## Data entries
——
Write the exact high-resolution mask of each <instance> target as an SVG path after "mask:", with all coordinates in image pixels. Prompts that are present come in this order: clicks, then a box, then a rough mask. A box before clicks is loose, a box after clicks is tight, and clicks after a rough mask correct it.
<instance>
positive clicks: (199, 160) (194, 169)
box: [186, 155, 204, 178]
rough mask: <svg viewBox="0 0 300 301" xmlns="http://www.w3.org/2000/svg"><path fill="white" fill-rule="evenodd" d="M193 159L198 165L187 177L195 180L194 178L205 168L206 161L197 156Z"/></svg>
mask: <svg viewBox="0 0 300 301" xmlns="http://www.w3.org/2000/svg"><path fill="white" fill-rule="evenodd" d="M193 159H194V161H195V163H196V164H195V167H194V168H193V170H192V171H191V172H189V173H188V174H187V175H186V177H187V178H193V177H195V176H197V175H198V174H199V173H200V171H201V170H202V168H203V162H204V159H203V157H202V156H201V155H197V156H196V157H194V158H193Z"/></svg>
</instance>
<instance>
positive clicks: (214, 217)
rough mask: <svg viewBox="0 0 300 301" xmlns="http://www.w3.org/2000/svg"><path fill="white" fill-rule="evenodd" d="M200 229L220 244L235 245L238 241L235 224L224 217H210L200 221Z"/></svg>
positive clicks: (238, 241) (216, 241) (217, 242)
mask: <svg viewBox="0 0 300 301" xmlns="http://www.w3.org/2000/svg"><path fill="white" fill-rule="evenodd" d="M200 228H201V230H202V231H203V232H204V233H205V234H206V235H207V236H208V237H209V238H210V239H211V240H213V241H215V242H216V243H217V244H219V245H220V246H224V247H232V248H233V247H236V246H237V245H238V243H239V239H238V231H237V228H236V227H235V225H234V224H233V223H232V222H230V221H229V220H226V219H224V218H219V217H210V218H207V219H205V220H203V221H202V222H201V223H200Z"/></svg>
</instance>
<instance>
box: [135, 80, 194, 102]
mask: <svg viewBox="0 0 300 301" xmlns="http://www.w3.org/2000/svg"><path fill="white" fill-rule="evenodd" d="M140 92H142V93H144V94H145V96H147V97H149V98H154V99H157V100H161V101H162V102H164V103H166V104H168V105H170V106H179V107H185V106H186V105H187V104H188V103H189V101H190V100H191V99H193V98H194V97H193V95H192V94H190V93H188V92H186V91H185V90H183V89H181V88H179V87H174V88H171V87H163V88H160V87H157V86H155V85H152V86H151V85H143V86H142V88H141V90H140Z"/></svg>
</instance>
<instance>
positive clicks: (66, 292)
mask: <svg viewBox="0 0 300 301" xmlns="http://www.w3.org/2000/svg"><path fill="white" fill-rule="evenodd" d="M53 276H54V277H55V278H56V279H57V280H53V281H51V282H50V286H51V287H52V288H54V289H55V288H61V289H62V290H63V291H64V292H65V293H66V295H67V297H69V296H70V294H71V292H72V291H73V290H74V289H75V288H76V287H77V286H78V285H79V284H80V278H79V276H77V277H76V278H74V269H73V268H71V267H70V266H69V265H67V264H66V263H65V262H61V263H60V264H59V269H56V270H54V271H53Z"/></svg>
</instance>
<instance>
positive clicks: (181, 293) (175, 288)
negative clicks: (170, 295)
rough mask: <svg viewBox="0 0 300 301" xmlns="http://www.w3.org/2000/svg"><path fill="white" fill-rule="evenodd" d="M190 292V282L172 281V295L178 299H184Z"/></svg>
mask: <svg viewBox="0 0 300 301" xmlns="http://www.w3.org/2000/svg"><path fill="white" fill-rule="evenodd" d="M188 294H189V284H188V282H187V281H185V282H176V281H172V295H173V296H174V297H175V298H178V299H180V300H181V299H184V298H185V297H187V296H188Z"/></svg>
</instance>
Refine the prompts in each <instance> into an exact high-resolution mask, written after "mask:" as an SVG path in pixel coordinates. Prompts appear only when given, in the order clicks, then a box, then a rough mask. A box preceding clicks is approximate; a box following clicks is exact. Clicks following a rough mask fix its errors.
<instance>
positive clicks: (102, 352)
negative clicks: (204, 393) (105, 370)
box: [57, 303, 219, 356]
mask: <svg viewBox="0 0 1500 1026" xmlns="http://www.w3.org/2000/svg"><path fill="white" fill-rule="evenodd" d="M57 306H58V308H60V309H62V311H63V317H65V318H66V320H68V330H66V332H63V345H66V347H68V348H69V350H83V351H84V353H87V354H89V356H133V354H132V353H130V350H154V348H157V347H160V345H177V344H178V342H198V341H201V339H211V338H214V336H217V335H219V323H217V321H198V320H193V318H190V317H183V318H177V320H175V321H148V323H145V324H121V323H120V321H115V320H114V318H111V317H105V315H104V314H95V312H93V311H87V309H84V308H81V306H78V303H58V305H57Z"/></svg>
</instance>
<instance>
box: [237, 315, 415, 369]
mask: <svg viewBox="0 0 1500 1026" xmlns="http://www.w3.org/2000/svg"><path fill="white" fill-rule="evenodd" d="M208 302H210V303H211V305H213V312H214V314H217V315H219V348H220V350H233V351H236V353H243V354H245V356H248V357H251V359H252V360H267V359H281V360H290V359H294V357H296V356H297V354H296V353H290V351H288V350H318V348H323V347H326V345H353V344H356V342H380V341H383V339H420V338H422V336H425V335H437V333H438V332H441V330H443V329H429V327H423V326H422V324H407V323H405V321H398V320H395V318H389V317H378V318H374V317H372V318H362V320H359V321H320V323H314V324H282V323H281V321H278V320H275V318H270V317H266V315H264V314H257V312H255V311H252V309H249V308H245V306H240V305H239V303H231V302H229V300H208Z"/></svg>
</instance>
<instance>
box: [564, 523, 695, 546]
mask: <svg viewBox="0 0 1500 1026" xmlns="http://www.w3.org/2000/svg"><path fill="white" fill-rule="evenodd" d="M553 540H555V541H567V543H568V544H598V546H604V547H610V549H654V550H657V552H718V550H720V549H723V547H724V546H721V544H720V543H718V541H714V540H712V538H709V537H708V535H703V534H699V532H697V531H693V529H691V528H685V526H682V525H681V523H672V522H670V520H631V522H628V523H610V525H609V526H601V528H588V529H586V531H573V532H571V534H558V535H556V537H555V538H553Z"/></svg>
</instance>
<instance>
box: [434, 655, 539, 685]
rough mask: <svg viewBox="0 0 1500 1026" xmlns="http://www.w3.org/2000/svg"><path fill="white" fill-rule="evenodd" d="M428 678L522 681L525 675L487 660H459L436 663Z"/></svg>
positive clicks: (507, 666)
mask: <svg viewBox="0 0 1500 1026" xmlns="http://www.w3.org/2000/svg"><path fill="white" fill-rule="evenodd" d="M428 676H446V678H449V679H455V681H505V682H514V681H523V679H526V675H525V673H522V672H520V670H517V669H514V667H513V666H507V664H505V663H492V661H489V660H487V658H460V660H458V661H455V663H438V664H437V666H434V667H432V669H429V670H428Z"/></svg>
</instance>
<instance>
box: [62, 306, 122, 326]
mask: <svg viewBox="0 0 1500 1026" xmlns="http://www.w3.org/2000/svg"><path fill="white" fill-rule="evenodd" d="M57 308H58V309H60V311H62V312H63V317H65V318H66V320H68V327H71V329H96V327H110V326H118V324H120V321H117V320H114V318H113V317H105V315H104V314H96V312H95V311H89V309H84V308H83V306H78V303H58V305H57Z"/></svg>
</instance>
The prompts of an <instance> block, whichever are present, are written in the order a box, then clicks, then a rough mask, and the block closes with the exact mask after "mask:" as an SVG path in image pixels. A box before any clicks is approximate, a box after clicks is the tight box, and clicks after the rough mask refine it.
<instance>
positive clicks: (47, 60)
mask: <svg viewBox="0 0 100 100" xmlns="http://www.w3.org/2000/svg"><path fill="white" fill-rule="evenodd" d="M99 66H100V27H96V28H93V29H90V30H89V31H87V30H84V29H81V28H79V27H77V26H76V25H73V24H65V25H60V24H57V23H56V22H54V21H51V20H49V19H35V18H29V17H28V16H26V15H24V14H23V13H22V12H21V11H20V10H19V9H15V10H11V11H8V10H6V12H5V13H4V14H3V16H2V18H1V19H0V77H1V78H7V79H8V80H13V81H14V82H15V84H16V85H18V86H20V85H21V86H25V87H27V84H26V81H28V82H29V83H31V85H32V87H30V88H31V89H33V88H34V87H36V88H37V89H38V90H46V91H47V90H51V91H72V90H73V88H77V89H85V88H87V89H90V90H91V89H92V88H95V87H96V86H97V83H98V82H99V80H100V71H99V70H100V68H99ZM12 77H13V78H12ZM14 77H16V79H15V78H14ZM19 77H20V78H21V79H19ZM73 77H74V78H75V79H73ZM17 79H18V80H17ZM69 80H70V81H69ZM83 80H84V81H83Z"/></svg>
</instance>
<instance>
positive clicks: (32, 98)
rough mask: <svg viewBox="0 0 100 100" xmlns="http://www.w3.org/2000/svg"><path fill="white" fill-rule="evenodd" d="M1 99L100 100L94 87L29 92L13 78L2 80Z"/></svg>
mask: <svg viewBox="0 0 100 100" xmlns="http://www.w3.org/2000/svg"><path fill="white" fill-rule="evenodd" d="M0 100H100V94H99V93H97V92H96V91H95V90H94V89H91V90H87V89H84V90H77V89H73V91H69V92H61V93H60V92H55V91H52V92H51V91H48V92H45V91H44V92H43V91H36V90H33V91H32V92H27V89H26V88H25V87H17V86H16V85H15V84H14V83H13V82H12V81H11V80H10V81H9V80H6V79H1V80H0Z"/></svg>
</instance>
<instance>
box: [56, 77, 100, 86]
——
## Try it
Extract each line of the entries above that contains the string "resolution".

## Output for this exercise
Write the exact high-resolution mask of each <instance> target as an SVG path after "mask:", with all coordinates in image pixels. Prompts that are present come in this order: clicks, then a box, then a rough mask. A box before clicks is loose, a box after clicks is tight, and clicks after a rough mask correct it.
Refine the prompts in each <instance> into an exact high-resolution mask, written after "mask:" as an SVG path in pixel coordinates. Prompts appear only when given, in the order clicks, then a box, then a rough mask. A box preceding clicks is approximate; a box following clicks is exact. Clicks following a rough mask fix its errors.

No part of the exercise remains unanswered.